• Required task:
Count how many lines in the entries below contain the word "grass". Reply with that number alone.

• Provided entries:

-------------------------

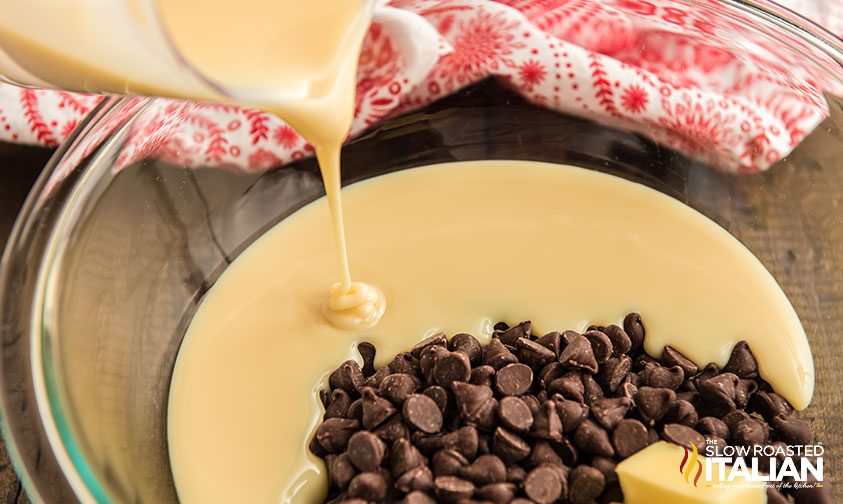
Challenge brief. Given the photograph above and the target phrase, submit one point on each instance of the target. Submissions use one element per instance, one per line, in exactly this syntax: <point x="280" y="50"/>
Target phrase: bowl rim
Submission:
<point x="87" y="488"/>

-------------------------

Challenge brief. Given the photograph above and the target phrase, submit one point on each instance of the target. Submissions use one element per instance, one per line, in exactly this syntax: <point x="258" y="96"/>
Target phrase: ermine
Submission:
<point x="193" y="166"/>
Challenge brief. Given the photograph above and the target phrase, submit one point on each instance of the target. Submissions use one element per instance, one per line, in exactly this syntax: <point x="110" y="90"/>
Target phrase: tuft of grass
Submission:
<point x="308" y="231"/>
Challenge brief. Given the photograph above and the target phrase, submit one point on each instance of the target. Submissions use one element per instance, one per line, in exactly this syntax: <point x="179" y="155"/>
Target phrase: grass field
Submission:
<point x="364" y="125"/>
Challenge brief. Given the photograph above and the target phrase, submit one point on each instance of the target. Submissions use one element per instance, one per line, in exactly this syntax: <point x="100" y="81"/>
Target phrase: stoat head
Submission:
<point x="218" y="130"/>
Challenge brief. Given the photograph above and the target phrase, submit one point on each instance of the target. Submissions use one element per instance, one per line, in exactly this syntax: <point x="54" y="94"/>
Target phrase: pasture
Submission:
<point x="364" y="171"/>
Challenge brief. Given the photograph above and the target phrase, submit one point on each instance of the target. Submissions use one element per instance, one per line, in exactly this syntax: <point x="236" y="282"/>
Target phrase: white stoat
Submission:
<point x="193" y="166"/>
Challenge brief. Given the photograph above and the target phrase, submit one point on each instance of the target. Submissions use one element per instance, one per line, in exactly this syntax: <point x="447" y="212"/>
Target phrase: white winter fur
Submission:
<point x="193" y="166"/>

-------------------------

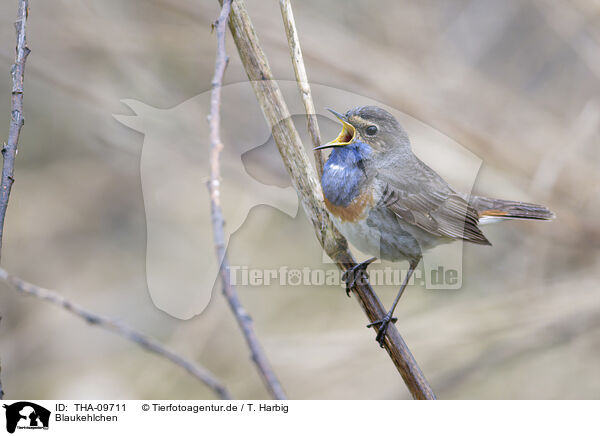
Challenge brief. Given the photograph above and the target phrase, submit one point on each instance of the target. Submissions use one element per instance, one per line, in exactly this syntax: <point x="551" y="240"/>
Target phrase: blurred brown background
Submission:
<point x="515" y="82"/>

-------------------------

• Exercise result:
2